====== Data to examine

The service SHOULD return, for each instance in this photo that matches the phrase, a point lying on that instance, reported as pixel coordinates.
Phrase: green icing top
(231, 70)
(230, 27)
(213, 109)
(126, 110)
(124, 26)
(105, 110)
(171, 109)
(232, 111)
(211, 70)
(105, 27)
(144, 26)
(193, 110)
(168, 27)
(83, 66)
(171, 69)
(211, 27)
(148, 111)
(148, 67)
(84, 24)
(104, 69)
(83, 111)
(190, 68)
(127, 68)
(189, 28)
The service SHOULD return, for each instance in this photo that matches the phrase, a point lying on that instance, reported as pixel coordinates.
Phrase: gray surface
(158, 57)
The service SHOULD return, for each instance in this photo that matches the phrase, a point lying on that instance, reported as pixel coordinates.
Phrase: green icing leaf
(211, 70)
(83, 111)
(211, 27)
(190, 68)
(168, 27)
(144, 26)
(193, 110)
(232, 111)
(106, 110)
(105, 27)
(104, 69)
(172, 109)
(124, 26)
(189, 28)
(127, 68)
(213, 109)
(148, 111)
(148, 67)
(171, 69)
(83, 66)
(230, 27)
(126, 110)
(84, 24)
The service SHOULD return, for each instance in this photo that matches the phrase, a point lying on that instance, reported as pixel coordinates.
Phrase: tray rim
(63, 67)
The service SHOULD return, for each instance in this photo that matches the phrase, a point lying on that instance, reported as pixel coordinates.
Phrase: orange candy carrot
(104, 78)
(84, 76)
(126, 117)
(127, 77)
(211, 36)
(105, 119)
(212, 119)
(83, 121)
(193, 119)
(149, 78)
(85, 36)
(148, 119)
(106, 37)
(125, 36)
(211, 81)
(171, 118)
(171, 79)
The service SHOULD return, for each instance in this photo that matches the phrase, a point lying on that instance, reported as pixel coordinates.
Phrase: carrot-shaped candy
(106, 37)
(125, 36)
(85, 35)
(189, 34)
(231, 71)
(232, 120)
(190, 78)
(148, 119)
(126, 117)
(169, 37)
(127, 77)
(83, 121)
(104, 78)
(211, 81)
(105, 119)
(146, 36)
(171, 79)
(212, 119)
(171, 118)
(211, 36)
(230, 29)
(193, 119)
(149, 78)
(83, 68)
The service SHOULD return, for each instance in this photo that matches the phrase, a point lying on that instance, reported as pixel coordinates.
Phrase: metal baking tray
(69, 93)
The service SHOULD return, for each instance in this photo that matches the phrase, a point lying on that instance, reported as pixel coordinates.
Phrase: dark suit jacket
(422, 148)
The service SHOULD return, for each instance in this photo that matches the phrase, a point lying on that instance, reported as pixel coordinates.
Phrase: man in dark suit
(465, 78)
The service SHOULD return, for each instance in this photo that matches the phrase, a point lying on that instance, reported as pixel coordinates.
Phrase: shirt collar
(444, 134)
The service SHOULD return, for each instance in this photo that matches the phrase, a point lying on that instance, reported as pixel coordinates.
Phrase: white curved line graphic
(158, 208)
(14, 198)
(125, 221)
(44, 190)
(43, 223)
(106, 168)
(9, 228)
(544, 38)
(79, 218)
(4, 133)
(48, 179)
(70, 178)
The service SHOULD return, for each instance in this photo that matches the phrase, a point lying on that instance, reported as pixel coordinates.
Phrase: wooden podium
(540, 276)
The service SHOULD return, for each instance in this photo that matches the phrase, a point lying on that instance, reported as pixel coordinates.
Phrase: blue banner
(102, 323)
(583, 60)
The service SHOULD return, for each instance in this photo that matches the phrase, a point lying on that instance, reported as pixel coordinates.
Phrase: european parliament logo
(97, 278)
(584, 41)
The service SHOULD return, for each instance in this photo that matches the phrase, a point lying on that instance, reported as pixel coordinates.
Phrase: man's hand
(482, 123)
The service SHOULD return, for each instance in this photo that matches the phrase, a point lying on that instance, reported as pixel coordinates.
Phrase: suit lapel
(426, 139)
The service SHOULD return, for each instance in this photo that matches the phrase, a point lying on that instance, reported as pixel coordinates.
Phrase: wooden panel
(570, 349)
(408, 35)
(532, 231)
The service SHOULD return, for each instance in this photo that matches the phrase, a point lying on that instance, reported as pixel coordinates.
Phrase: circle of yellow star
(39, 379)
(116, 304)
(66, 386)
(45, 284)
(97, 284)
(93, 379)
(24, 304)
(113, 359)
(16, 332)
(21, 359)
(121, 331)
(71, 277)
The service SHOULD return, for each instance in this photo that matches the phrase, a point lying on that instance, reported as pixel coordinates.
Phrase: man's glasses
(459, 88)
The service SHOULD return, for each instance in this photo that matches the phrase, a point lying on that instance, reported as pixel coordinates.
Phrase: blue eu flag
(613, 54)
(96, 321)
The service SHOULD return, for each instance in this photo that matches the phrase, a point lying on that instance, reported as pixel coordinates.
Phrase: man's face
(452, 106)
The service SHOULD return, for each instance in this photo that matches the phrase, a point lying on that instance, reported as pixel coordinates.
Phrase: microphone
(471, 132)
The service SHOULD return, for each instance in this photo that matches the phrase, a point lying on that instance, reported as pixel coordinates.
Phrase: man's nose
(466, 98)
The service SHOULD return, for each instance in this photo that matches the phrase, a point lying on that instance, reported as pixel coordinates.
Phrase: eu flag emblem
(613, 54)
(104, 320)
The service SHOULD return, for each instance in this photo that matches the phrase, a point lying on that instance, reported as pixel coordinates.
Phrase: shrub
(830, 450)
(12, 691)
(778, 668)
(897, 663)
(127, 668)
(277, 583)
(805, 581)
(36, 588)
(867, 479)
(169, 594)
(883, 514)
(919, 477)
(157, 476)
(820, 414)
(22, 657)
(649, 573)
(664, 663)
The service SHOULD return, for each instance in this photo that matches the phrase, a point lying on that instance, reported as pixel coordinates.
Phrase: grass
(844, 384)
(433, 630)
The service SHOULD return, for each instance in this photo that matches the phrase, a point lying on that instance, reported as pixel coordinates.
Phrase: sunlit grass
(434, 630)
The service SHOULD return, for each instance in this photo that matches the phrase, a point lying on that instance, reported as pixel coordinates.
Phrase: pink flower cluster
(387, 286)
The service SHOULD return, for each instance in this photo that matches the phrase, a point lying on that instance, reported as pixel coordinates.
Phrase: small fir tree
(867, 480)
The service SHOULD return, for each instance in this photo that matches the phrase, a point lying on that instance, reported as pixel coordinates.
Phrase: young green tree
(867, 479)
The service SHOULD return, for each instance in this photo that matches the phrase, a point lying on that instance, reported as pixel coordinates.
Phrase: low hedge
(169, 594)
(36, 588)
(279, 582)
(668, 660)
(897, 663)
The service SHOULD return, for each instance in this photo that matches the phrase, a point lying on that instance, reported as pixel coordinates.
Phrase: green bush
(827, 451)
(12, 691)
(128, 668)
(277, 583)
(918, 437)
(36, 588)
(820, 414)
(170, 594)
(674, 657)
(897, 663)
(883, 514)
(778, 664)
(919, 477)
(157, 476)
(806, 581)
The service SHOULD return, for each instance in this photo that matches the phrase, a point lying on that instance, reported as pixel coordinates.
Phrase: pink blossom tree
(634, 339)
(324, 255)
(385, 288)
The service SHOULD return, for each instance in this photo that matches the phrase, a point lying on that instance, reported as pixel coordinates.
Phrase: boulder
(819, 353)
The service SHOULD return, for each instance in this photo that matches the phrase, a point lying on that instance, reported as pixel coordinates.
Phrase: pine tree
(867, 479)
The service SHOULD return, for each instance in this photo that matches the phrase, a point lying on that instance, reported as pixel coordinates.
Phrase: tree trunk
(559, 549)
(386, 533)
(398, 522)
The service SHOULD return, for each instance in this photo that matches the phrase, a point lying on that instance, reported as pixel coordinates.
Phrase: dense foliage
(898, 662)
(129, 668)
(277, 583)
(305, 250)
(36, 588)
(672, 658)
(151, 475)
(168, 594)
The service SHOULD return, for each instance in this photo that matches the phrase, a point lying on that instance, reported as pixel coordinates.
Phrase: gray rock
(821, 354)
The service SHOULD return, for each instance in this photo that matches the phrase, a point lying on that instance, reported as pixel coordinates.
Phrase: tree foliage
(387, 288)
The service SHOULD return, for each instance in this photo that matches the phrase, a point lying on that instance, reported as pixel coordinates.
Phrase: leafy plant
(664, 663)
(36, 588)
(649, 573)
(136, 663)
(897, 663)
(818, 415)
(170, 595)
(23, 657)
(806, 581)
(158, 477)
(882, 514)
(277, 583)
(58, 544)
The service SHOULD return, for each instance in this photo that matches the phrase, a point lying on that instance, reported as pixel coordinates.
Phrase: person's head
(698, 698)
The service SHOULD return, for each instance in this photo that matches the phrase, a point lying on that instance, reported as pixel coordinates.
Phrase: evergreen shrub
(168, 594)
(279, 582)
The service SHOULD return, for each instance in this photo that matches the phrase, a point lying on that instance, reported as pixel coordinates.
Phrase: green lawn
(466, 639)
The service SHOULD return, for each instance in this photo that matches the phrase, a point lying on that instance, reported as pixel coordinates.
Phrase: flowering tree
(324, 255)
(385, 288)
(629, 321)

============

From the line holding "Phrase: gray rock" to the last line of the records, quote each line exactly and add nothing.

Worked solution =
Phrase: gray rock
(821, 354)
The service SHOULD return, for each instance in this photo that matches the phrase, a point lying on that instance, reported as pixel coordinates.
Phrase: tree foliage
(387, 288)
The service SHOULD return, for each instance in this photo that matches the phrase, a point lying on that instance, reported as pixel coordinates.
Phrase: leafy plant
(664, 663)
(36, 588)
(649, 573)
(136, 663)
(897, 663)
(818, 415)
(170, 595)
(23, 657)
(806, 581)
(158, 477)
(882, 514)
(277, 583)
(58, 544)
The service SHOULD return, for each instance in this photo that matches the phrase, a point lying on that instance, reported as pixel coordinates.
Phrase: person's head
(698, 698)
The service SHOULD return, for each instance in this photo that matches the phrase, a point lying on that instance, reported as pixel coordinates.
Phrase: evergreen shrub
(168, 594)
(279, 582)
The service SHOULD return, for each instance in this photo that matches the phrase, a point lying on that instance, reported as pixel coordinates.
Phrase: green lawn
(466, 639)
The service SHOULD return, for each instance in this photo that matches the phrase, a point lying on that instance, reported as pixel coordinates.
Phrase: flowering tree
(324, 255)
(385, 288)
(629, 321)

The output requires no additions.